**Given request:** Each line of the material must be returned exactly.

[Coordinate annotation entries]
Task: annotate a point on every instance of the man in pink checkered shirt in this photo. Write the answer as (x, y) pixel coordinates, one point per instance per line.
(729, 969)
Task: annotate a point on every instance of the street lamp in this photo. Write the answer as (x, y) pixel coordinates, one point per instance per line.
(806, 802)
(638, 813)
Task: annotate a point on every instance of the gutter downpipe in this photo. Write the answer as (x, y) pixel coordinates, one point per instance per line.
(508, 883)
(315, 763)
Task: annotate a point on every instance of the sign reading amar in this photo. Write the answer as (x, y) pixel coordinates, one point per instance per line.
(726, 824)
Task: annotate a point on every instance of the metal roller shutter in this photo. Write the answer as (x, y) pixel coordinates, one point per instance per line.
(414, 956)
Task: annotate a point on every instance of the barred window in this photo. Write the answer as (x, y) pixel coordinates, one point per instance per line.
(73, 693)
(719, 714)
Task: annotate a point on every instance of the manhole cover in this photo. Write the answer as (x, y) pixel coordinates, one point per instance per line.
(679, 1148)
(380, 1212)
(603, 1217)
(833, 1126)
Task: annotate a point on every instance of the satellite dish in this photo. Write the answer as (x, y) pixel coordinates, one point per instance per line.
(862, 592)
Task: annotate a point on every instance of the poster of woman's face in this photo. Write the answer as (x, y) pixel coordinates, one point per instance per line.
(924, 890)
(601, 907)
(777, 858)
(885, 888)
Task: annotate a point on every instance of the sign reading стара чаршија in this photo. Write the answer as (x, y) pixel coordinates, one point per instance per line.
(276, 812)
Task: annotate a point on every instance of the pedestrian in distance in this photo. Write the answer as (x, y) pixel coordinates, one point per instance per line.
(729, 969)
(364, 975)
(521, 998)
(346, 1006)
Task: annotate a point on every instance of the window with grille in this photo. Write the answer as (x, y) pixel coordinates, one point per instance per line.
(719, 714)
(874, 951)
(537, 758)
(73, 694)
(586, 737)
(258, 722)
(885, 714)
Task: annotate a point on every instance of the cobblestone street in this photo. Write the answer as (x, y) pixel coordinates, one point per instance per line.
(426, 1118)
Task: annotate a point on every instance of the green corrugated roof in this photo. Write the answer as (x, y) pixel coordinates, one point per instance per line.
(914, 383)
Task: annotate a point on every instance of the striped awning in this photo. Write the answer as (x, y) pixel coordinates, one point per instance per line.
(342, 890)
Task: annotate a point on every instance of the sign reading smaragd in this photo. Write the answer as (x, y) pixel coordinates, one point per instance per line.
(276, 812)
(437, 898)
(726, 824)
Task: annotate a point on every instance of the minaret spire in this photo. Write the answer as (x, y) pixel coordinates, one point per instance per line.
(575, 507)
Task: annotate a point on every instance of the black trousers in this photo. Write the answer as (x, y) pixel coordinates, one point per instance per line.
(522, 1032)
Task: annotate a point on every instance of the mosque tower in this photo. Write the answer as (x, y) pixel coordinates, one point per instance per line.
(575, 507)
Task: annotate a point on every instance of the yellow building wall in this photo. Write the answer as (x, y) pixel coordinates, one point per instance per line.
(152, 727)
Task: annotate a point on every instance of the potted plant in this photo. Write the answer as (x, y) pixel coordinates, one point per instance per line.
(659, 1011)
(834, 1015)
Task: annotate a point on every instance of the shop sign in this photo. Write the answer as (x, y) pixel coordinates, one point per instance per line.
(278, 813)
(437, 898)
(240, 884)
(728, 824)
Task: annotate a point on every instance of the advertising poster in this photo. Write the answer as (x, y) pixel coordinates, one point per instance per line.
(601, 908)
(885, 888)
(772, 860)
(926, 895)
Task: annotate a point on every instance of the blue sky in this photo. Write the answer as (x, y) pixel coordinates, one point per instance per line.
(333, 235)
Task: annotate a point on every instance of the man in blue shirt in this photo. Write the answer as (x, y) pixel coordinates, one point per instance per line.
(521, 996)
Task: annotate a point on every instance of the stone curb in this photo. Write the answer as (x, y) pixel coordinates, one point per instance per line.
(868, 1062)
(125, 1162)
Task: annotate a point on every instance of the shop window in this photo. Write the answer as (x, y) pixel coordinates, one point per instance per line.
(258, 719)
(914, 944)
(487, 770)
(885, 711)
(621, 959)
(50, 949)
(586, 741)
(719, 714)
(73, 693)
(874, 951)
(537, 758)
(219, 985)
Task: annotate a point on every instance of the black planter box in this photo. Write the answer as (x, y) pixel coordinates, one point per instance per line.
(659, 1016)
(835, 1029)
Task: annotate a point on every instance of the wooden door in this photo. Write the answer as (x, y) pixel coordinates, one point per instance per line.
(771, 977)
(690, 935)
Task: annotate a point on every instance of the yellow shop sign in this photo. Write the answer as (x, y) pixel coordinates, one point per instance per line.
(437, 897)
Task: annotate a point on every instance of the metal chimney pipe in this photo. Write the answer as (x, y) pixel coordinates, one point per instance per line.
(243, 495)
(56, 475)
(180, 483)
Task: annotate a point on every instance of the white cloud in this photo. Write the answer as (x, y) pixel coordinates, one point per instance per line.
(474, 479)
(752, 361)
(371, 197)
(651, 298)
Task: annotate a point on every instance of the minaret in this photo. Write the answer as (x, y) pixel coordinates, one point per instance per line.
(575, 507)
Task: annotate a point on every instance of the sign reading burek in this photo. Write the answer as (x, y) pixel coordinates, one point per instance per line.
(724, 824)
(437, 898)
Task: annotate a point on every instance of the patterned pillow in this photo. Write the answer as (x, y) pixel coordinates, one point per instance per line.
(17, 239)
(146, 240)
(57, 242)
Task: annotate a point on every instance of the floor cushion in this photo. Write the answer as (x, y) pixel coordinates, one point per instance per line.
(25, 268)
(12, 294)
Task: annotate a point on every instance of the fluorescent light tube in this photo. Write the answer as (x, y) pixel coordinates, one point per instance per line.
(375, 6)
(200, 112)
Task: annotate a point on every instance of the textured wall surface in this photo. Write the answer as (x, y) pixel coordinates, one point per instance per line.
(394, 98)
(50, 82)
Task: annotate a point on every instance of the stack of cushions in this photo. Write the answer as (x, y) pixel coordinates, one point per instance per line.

**Task response:**
Task: annotate a point on every instance of the man in pink checkered shirt in this photo. Write the answer as (x, y) pixel coordinates, one point per instance per line.
(729, 969)
Task: annotate a point on every instance of the street lamp in this photo. Write the answer as (x, y) pixel coordinates, one point per instance per line.
(806, 802)
(638, 813)
Task: annotate a point on every instance of the gutter downpipe in this photo. Write the answer as (x, y) pixel coordinates, one point per instance per line.
(508, 883)
(315, 763)
Task: annotate a point on every instance of the sign reading amar in this photo. Write the answer as (x, y) pixel coordinates, one point per instance per line.
(726, 824)
Task: annotate a point on every instance of the metal roller shutter in this photo. Write the answer as (x, y) pixel coordinates, one point per instance per line.
(414, 956)
Task: annotate a point on every instance of the barred window in this photo. Write the answer as (x, y) pixel coordinates, one point per instance per line.
(73, 693)
(719, 714)
Task: annotate a point on every instance of the manhole cover in this photo. Write the answer as (x, y) pixel coordinates, one point per instance per line.
(679, 1148)
(380, 1212)
(603, 1217)
(833, 1126)
Task: annotate a point on every instance of the satellite dish in this photo. Write the answer as (x, y) pixel coordinates, one point per instance per line.
(862, 592)
Task: annotate a point on every instance of the poster of woman's face in this photo. Write the answer as (x, y) pixel coordinates, one point per instance per line.
(924, 890)
(601, 907)
(777, 858)
(885, 888)
Task: annotate a point on every instance of the sign reading стара чаршија in this photo. Write the answer as (x, y) pixel coordinates, one point per instance per line.
(276, 812)
Task: annotate a point on every instance of the pedestrian in distance in this photo. Write the answer as (x, y) pixel coordinates, one point per instance per line.
(729, 969)
(364, 975)
(521, 998)
(346, 1006)
Task: annotate a point on every instance of the window with grille in this photo. Write the answer as (x, y) pixel coordinates, one point per instance per line.
(719, 714)
(874, 951)
(537, 758)
(73, 694)
(586, 737)
(258, 722)
(885, 714)
Task: annotate a point on every instance of the cobblestone street in this photo. Write the answer as (x, y) pixel coordinates, one point per instance per line.
(426, 1118)
Task: annotate a point on every instance of the green corrugated roof in this photo. Write the answer as (x, y) pixel coordinates, one point per instance per line.
(914, 383)
Task: annotate a point on every instance of the striped awning in this photo. Write the answer as (x, y) pixel coordinates, one point per instance per line.
(342, 890)
Task: annotate a point on every instance of the sign reading smaragd in this photo. Write the answer as (x, y) pixel coordinates, one point per instance per line.
(276, 812)
(437, 898)
(726, 824)
Task: annotate a point on every instance of the minaret spire in this photo. Write the answer as (x, y) pixel coordinates, one point per instance per line.
(575, 507)
Task: annotate a point on every instance of the black trousers in this photo. Write the answer as (x, y) pixel coordinates, one point per instance per line.
(522, 1032)
Task: annotate a point on every instance of the mosque tower in this photo. Write the answer as (x, y) pixel coordinates, one point per instance per line.
(575, 507)
Task: annotate a point on every instance of the yellow building wall in this photo. Write the answer as (x, y) pixel coordinates, one point per instance per line.
(152, 727)
Task: annotate a point on every instance of the potted plant in this photo. Write the answer as (x, y) pixel coordinates, one point per instance per line.
(659, 1011)
(834, 1015)
Task: annotate a point on every instance of the shop sign in this photo. Write the answer as (x, y) pixel coordinates, one point per instance per line.
(278, 813)
(437, 898)
(240, 884)
(728, 824)
Task: annotate a point on every instance of the advertising poster in this photo. Write the answer as (x, y) pixel coordinates, one point per instance per line.
(601, 908)
(885, 888)
(772, 860)
(926, 895)
Task: annotate a point on every instance of the blue sky in this photo. Write the answer as (x, y) pixel coordinates, one point per instance per line.
(333, 235)
Task: annotate a point on every instance of the man in blue shirt in this photo. Write the answer as (x, y) pixel coordinates, one point per instance per line.
(521, 996)
Task: annotate a point on every instance of the stone curb in this photo. Write the answer as (x, y) pixel coordinates, one point per instance per line.
(868, 1062)
(125, 1162)
Task: annotate a point on every instance of the shop window in this photo. Write the answer as (x, y) pixel coordinates, one point per instance per line.
(258, 719)
(914, 944)
(487, 770)
(885, 711)
(621, 959)
(50, 949)
(586, 741)
(719, 714)
(73, 693)
(874, 951)
(537, 758)
(219, 985)
Task: annotate a point on every instance of the black planter box in this photo. Write the answer as (x, y) pixel coordinates, one point per instance per line.
(659, 1016)
(835, 1029)
Task: annotate a point on every instance of the wooden door in this photo. Write the answer as (x, y) pixel coordinates, one point per instance per line.
(771, 977)
(690, 935)
Task: annotate a point on every instance of the yellow shop sign in this photo. Write the answer as (x, y) pixel coordinates, one point per instance per line.
(437, 897)
Task: annotate a point on every instance of the metal chimney pipe in this photo. Write the answer as (x, y) pixel coordinates, one point per instance per line.
(243, 495)
(56, 475)
(180, 483)
Task: annotate a point on every instance of the white cloud in this photo. Write the answer as (x, y) pixel coordinates, one point per instance per line.
(474, 479)
(752, 361)
(371, 197)
(651, 298)
Task: annotate a point on every instance of the minaret in this photo. Write the answer as (x, y) pixel coordinates, one point per instance per line.
(575, 507)
Task: annotate a point on every instance of the sign reading burek in this photo. Write the answer as (x, y) pixel coordinates, one point per instance per line.
(724, 824)
(437, 898)
Task: annotate a point on every instance of the patterned pillow in this photo. Write the answer as (x, y) pixel coordinates, one point per instance per line.
(17, 239)
(146, 240)
(57, 242)
Task: annotate a point on every instance of the floor cushion in this photo. Write the answer as (x, y) pixel coordinates, one point per instance per line.
(25, 268)
(12, 294)
Task: annotate a point on every instance of the fluorescent light tube in this photo. Write the answer as (x, y) pixel coordinates, one point per instance per line.
(375, 6)
(200, 112)
Task: annotate a point on every instance of the textured wall surface in this photo. Write the answer as (x, y) pixel coordinates, one point per instance per line.
(394, 98)
(50, 82)
Task: annotate a point on every instance of the stack of cushions in this photo. Write the answer as (x, y) pixel coordinates, one point per instance per line.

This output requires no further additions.